REIA President Adrian Kelly said that as a nation, Australians were getting older, less fertile, more in debt; and as more Australians continue to age and near retirement, fewer people will be paying more tax.
“Those who were undecided about taking the plunge into parenthood may not have taken much comfort from this report. As real estate agents, population growth is a hallmark of a vibrant and sustainable housing market.
“Sales and rentals are our bread and butter, and there was nothing in the headlines that painted a promising picture for our home buyers and tenants. It is however welcome that labour participation is at record levels; and looks promising for women’s
economic participation,” he said.
Mr Kelly said what was missing from the commentary was the opportunity of where this strange, COVID-19-paved road leads us; and that is meaningful reform in a range of areas that affects Australian hip-pockets.
“It’s not quite death and taxes but just about – housing and taxes. The year 2000 gave us the GST which promised to get rid of inefficient state taxes. It did not and two decades on it is time it was addressed.
“The 2009 Henry Review showed us a simple, fair land tax system that taxed all players equally. There was another glimmer of hope with the 2020 NSW
Review of Federal Financial Relations: Supporting the road to recovery draft
report but the conversation failed to start and it was put in the too hard basket.

REQUIRED WORK -
1) List the three ways the housing and tax passage says Australians, as a nation, were changing.
2) Resume the housing and tax passage after its final sentence.

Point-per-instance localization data
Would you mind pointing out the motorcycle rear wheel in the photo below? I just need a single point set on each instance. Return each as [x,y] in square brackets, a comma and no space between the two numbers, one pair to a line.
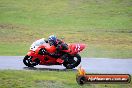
[28,61]
[70,61]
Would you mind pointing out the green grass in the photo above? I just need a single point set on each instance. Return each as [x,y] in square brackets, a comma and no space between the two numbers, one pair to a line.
[47,79]
[105,26]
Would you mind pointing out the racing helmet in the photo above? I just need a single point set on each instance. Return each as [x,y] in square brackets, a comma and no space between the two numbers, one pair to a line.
[52,40]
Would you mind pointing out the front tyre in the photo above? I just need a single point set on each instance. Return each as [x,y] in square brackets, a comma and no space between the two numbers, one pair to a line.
[28,61]
[72,61]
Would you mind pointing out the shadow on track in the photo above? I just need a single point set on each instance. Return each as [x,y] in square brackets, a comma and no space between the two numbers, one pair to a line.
[48,69]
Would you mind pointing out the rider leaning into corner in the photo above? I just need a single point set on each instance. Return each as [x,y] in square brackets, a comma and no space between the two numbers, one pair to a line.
[52,40]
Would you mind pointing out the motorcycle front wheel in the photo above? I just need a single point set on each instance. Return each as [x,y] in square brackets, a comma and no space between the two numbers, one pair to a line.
[71,62]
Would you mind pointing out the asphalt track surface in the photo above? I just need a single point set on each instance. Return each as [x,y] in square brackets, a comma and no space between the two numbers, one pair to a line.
[91,65]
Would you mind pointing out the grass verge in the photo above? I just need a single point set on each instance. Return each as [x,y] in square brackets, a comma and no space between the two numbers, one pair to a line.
[46,79]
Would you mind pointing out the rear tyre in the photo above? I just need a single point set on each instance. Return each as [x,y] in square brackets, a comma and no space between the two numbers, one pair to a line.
[28,61]
[71,62]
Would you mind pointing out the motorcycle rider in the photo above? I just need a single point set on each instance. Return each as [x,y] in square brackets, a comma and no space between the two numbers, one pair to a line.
[37,43]
[59,44]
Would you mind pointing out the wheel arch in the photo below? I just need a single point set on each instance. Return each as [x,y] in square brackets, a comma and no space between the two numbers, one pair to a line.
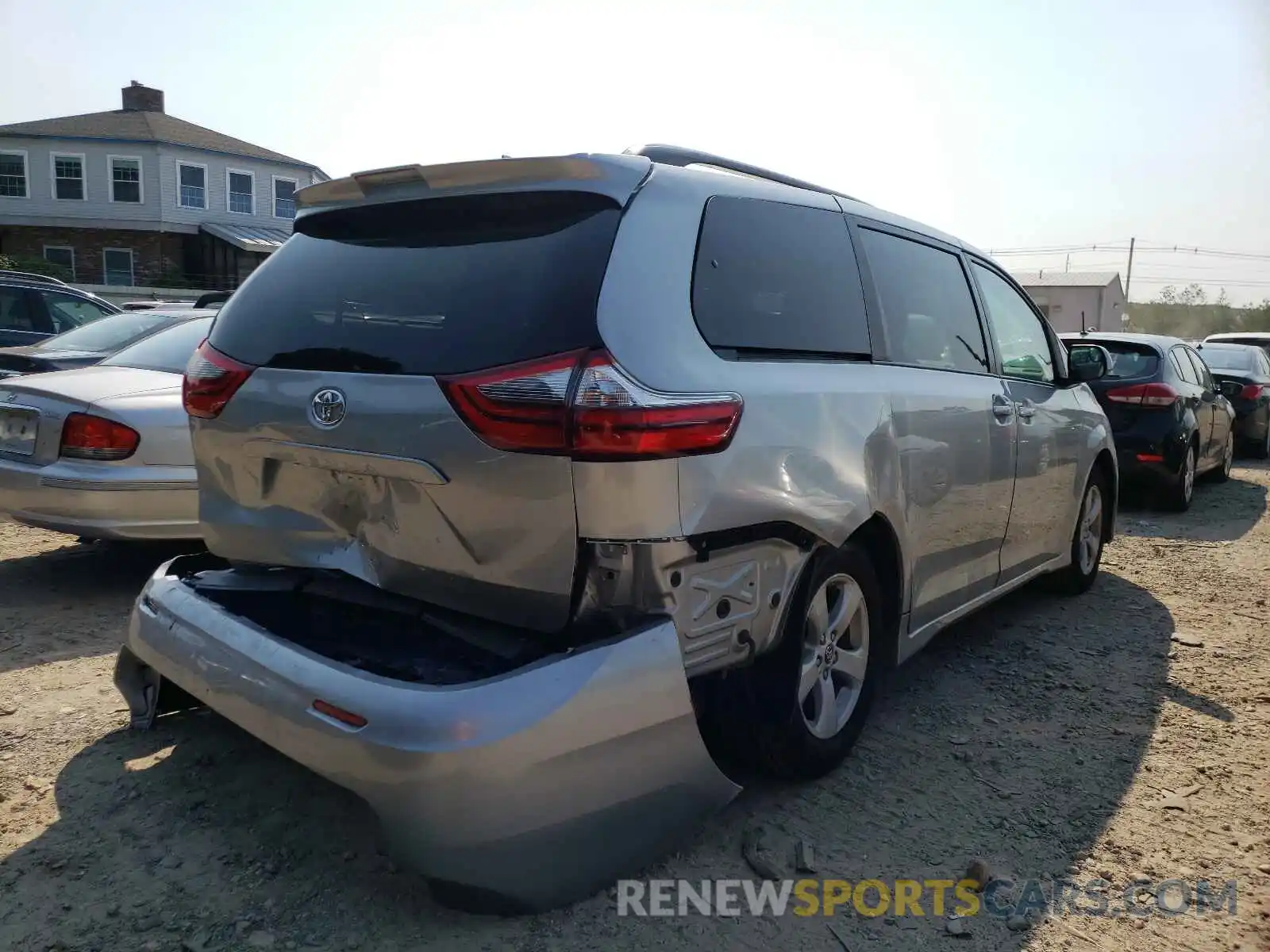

RESPONSES BY ITEM NUMBER -
1) Getting older, less fertile, and more in debt.

2)
“Once more we find ourselves with a mish-mash approach to property taxation with states and territories going it alone despite the opportunity the promised Council Of Australian Governments reforms offered; even with the Council of Federal Financial Relations allocated responsibility
“Four of the recent state budgets plan on taxing home owners and investors more than $34.9 billion in the next financial year alone. Stamp duties now add an additional four per cent to the cost of a home across Australia. There is a substantial win for
housing affordability and hip pocket cost right there. Reform in this space would be electorally popular, particularly if offset by a fairer tax agenda.
“But history shows us that finding a better way is frequently shelved. One would think it would be in politicians’ best interests to seriously address this from a national perspective given the current challenges to housing affordability.
“What the Intergenerational Report projections show us is that it is time for a national conversation to begin in earnest about wholesale tax reform. Or at the very least – a fairer taxation system that is less punitive on aspiring home owners,
home owners and tenants living in private rentals,” Mr Kelly said.